— WORK REQUIRED —
Identify each line in the listing below that contains the word "backpack" and copy those lines.

Part of a data file:
"""
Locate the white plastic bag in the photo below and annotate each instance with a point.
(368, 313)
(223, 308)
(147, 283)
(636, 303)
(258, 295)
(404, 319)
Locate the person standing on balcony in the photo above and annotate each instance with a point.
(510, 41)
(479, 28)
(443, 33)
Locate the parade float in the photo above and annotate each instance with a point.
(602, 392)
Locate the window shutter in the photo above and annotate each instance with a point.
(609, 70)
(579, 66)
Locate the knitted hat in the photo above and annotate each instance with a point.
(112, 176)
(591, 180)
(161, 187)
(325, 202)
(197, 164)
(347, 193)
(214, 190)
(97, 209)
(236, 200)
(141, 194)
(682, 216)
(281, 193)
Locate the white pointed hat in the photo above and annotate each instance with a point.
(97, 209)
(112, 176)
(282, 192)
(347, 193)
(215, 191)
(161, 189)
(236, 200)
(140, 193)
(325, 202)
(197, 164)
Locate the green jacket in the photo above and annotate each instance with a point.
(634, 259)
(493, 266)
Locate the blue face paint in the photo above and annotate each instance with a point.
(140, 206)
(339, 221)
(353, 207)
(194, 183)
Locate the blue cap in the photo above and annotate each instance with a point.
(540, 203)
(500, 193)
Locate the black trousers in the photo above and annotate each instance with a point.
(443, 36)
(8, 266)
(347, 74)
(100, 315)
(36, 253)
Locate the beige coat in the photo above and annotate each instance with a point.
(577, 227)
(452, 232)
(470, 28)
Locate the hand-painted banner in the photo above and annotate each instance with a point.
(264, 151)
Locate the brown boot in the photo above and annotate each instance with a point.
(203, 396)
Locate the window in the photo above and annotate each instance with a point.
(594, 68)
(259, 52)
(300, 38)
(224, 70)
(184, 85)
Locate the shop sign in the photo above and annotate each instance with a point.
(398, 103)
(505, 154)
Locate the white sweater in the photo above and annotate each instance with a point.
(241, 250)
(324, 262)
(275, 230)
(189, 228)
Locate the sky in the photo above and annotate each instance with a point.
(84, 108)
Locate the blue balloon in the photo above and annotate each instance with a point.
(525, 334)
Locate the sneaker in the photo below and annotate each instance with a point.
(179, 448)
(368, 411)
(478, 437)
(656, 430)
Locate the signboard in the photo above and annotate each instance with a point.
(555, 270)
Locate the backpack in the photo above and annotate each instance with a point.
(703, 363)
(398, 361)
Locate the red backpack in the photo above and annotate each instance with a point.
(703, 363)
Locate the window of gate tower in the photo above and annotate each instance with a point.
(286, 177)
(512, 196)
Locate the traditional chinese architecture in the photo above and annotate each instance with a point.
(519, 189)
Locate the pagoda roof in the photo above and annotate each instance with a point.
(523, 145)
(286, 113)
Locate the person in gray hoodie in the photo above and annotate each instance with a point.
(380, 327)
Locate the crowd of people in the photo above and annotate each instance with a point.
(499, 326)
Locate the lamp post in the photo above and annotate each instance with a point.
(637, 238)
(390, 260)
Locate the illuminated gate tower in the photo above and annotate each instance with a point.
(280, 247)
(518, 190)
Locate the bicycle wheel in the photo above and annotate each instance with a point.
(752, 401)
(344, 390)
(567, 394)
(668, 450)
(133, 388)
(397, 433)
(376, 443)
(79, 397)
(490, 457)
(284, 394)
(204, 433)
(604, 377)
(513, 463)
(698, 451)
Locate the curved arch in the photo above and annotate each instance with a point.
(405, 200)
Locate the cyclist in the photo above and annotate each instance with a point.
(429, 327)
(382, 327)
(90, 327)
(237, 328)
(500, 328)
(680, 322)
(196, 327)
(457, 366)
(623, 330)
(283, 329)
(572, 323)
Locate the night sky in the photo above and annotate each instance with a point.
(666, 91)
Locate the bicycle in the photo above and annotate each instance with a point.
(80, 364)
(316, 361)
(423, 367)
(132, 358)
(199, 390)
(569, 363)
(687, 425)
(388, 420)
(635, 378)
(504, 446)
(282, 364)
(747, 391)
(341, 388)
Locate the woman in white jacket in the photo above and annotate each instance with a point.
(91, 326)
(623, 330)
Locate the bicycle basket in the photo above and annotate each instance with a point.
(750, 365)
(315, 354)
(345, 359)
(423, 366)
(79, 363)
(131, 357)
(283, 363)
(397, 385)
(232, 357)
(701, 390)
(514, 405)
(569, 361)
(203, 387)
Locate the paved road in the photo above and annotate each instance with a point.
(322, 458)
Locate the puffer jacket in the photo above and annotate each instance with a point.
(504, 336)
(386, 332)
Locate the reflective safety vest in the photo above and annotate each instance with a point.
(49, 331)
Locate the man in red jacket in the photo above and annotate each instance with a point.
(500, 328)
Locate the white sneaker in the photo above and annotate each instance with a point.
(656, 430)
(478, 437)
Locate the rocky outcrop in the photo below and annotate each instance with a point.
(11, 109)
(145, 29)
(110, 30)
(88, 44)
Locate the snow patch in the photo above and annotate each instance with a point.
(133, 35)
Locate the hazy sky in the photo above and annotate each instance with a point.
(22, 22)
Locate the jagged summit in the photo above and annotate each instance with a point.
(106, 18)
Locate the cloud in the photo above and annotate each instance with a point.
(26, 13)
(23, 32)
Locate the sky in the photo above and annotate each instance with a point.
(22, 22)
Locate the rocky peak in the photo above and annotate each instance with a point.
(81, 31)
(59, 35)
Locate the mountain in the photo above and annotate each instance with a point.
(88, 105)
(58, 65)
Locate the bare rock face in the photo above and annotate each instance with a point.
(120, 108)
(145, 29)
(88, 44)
"""
"""
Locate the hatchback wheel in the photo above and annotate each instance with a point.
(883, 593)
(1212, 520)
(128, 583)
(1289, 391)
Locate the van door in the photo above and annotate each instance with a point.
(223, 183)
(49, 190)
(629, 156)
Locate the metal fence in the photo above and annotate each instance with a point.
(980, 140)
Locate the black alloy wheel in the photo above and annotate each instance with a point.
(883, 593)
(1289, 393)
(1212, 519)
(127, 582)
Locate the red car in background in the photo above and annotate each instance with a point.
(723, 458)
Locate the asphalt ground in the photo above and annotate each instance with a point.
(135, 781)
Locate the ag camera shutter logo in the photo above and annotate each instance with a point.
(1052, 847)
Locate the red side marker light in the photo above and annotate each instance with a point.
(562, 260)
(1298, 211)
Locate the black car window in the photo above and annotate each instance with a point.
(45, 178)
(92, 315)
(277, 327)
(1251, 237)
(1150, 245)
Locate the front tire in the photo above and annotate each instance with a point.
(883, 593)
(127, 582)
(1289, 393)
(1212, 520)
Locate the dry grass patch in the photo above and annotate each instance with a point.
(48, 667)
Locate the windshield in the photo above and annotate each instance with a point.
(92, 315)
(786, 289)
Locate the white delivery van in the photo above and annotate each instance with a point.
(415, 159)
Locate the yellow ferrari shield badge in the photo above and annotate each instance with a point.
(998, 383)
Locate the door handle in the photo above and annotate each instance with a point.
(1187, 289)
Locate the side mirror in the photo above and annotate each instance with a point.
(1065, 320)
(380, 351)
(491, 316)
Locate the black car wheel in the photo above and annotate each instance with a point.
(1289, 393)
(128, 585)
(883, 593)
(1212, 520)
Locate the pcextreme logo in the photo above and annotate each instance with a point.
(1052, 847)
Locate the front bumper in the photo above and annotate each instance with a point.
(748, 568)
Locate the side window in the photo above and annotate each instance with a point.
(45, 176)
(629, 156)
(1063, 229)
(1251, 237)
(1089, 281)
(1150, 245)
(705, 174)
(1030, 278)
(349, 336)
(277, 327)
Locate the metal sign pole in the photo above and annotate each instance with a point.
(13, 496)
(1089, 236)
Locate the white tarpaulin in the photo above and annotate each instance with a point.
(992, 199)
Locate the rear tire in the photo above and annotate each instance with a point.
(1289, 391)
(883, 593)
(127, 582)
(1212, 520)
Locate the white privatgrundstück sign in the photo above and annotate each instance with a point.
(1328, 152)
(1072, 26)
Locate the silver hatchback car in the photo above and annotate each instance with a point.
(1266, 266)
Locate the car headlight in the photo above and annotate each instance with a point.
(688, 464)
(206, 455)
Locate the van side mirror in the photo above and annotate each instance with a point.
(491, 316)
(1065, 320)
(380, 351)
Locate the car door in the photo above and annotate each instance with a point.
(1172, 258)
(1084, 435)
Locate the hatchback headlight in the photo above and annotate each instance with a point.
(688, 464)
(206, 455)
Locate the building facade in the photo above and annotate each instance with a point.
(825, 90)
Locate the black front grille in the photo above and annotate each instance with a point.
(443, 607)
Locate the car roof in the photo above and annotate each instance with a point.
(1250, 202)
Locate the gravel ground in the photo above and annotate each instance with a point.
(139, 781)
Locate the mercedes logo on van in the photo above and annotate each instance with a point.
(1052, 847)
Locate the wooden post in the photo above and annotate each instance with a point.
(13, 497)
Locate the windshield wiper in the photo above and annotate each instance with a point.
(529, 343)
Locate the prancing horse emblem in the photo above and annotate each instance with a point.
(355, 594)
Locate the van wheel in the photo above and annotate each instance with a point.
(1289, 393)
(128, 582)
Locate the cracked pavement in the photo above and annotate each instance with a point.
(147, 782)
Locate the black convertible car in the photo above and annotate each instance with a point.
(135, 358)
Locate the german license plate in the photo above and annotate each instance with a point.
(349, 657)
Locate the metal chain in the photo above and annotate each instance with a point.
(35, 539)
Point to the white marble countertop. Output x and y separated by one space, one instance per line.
"""
"""
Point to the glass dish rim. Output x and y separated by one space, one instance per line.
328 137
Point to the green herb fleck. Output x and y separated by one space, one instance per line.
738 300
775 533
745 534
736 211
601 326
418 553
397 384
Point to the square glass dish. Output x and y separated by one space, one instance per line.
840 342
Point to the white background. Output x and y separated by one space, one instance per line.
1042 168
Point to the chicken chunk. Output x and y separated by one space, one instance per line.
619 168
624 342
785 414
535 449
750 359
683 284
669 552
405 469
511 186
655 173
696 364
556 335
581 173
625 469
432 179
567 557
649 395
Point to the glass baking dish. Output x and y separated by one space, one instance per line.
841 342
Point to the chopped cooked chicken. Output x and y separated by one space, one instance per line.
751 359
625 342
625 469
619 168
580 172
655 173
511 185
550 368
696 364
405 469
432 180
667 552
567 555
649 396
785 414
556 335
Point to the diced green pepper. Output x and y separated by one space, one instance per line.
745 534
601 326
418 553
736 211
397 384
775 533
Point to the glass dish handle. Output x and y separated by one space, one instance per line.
"""
— RESULT OF THIS TASK —
Locate the backpack in the photo above and annotate each instance with a point.
Locate the red backpack in the photo above and annotate each instance with a point.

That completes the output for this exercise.